### [Challenge]
Turn the records below, from the line containing "Return the outline of every instance of the stubble" through the last line, both included, into a JSON list of strings with one string per line. Leave out blank lines.
— Start of Records for this task —
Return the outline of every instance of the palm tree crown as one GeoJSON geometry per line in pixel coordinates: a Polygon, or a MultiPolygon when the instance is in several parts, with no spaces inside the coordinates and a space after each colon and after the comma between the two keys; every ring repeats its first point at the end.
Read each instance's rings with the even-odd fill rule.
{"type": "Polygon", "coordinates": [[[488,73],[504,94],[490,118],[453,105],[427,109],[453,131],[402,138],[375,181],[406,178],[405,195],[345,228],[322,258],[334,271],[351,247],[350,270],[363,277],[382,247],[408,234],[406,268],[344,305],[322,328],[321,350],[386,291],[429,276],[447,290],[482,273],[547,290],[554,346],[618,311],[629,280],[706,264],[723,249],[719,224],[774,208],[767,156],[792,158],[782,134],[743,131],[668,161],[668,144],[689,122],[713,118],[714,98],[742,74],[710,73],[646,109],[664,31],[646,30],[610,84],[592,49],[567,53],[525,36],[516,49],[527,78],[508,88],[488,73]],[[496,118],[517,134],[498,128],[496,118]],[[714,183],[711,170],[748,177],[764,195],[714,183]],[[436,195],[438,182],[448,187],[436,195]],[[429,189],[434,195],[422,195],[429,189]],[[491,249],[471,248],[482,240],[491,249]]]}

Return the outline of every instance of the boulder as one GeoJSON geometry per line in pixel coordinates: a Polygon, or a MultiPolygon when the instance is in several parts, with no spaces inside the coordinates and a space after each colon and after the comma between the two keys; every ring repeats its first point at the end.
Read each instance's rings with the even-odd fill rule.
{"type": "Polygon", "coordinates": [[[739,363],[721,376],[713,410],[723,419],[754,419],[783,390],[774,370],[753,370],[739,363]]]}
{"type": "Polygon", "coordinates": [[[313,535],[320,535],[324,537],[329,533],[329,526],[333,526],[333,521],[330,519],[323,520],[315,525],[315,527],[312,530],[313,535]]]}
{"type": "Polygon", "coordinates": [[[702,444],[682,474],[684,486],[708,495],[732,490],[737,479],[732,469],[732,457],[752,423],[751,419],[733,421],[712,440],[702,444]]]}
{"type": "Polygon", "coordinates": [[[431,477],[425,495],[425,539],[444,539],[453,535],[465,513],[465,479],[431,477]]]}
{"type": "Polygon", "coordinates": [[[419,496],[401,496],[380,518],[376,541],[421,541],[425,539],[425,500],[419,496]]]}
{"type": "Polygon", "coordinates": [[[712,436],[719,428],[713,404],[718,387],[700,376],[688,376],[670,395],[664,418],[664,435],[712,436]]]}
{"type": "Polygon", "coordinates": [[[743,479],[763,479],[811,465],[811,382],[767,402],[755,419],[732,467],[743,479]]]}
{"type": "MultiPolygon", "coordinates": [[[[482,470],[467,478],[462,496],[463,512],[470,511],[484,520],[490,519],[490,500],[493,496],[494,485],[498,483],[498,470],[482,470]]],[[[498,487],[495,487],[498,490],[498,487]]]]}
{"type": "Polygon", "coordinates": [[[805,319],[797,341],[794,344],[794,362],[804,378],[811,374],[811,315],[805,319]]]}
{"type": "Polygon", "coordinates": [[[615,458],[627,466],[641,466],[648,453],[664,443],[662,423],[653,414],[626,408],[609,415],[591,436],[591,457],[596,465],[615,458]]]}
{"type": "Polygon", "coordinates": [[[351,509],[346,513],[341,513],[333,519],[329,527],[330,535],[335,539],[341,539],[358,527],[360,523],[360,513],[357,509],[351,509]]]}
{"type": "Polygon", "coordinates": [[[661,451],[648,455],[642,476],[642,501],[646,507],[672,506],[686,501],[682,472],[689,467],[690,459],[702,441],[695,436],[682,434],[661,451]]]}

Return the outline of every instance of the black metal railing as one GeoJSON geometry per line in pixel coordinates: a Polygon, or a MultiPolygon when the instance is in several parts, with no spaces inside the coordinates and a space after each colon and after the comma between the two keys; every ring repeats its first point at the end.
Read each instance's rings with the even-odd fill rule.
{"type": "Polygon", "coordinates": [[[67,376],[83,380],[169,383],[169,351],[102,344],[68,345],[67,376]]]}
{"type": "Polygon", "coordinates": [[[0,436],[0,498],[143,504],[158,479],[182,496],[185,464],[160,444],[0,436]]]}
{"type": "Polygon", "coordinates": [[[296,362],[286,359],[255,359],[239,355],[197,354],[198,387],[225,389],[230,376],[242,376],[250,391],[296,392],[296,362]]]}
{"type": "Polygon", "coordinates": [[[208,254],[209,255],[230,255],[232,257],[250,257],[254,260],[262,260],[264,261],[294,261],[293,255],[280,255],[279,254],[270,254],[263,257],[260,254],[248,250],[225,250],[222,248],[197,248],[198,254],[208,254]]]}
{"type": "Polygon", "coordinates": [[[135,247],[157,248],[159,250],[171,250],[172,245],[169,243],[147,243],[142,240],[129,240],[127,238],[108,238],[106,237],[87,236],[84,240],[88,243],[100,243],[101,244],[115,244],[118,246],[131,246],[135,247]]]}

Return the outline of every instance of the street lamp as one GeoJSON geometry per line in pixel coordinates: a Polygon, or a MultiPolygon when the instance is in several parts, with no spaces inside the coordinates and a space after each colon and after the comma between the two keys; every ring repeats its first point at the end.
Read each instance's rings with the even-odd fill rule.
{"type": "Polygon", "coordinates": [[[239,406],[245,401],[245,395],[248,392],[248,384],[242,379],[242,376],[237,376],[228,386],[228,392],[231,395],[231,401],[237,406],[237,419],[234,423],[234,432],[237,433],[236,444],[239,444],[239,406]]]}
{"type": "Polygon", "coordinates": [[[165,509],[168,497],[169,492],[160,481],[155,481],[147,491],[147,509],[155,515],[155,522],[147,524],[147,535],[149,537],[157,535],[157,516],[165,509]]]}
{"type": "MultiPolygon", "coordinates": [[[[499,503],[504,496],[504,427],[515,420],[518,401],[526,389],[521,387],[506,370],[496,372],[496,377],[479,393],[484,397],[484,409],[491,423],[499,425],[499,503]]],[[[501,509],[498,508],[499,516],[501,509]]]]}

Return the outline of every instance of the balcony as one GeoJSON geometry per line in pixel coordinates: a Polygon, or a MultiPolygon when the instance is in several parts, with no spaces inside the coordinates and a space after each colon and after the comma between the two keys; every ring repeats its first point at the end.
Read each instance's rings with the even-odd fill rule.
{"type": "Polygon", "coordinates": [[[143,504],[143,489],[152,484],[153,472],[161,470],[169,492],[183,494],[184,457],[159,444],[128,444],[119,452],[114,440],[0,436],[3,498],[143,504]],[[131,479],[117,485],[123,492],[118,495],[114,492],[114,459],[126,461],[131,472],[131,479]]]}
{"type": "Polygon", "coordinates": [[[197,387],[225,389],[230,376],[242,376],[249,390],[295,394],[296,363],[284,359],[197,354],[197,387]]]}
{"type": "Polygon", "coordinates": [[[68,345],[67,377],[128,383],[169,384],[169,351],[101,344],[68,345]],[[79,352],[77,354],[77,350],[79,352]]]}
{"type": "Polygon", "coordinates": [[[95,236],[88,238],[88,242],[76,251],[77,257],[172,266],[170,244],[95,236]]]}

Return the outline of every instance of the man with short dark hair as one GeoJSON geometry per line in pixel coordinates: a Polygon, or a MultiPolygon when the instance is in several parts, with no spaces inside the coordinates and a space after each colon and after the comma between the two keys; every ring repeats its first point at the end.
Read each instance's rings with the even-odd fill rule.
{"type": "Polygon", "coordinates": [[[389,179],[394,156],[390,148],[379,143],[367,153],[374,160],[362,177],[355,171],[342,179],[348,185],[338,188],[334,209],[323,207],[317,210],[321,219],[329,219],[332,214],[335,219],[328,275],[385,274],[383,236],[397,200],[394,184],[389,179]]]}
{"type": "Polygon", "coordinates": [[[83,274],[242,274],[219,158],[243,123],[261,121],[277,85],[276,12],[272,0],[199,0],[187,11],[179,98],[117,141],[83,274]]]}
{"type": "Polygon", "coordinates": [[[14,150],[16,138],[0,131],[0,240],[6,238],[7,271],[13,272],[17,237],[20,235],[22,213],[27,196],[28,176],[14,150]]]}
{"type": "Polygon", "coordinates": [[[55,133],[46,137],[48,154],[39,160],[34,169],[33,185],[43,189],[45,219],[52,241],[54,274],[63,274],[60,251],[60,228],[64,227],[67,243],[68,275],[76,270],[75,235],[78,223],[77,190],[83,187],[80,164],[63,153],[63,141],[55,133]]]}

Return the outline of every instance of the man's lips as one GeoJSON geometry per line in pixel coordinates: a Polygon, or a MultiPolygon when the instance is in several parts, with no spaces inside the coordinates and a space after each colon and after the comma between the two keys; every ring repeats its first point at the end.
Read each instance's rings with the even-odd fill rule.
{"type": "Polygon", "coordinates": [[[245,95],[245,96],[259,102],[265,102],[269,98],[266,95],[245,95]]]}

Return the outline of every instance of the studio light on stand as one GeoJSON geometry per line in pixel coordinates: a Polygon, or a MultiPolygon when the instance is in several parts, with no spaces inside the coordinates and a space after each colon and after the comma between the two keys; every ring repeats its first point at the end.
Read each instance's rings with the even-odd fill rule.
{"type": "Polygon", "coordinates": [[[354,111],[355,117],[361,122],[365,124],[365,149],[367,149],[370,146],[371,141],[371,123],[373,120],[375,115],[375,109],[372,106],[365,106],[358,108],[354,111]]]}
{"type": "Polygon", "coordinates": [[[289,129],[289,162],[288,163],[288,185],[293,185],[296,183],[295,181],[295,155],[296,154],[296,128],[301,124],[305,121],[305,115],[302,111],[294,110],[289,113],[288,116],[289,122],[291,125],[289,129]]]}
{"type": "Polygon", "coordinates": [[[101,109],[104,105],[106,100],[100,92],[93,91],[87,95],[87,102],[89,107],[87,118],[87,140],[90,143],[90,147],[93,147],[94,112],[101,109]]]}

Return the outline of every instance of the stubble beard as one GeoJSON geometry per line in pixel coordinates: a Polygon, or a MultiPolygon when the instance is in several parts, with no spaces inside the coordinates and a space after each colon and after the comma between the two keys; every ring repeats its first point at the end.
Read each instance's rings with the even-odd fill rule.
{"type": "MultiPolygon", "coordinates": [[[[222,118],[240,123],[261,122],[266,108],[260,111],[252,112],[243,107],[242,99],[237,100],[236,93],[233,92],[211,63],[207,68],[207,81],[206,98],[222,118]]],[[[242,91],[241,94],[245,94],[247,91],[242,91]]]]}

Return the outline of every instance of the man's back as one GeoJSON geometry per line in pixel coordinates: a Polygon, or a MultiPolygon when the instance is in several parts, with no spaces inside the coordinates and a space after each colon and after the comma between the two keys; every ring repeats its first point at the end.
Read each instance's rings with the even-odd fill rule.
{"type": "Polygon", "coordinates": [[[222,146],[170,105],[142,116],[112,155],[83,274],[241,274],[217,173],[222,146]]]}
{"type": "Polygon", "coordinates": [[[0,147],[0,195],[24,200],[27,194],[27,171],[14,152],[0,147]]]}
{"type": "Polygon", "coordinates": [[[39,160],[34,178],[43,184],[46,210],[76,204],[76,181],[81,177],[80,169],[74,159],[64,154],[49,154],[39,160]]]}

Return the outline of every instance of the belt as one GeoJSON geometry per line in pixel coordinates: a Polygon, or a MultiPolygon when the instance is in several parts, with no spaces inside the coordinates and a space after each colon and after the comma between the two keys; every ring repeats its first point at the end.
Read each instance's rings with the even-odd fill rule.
— End of Records for this task —
### [The solution]
[
  "Return the outline of every instance of the stubble beard as one GeoJSON geometry per line in pixel coordinates: a Polygon, or a MultiPolygon when the instance is in several parts, with no spaces inside the coordinates and a space after each colon and after the comma between the two keys; every ring repeats its first point at the end.",
  "Read each instance's rings with the even-odd fill rule.",
  "{\"type\": \"MultiPolygon\", \"coordinates\": [[[[222,118],[240,123],[261,122],[266,108],[260,111],[252,112],[243,107],[242,99],[237,100],[236,93],[233,92],[211,63],[207,68],[207,81],[206,98],[222,118]]],[[[242,91],[241,94],[245,94],[247,91],[242,91]]]]}",
  "Return the outline of every instance of the man's back as one GeoJSON geometry per line in pixel coordinates: a Polygon, or a MultiPolygon when the instance is in several parts, with no spaces inside the coordinates and a space after each colon and after the comma between the two keys; every ring repeats its first point at the end.",
  "Read each instance's rings with the even-odd fill rule.",
  "{\"type\": \"Polygon\", \"coordinates\": [[[222,146],[170,105],[142,116],[112,155],[83,274],[241,274],[217,173],[222,146]]]}",
  "{\"type\": \"Polygon\", \"coordinates\": [[[0,147],[0,195],[24,200],[27,194],[27,171],[14,152],[0,147]]]}",
  "{\"type\": \"Polygon\", \"coordinates\": [[[39,160],[34,178],[43,184],[46,210],[76,204],[76,181],[81,177],[80,169],[74,159],[64,154],[49,154],[39,160]]]}",
  "Return the outline of every instance of the belt as one GeoJSON geometry per line in pixel coordinates: a Polygon, or a MultiPolygon when the instance is in several parts, with no spaces inside the coordinates and a space after each colon and after the comma between the two keys; every ring repeats its first point at the end.",
  "Read each instance's rings with the even-odd fill rule."
]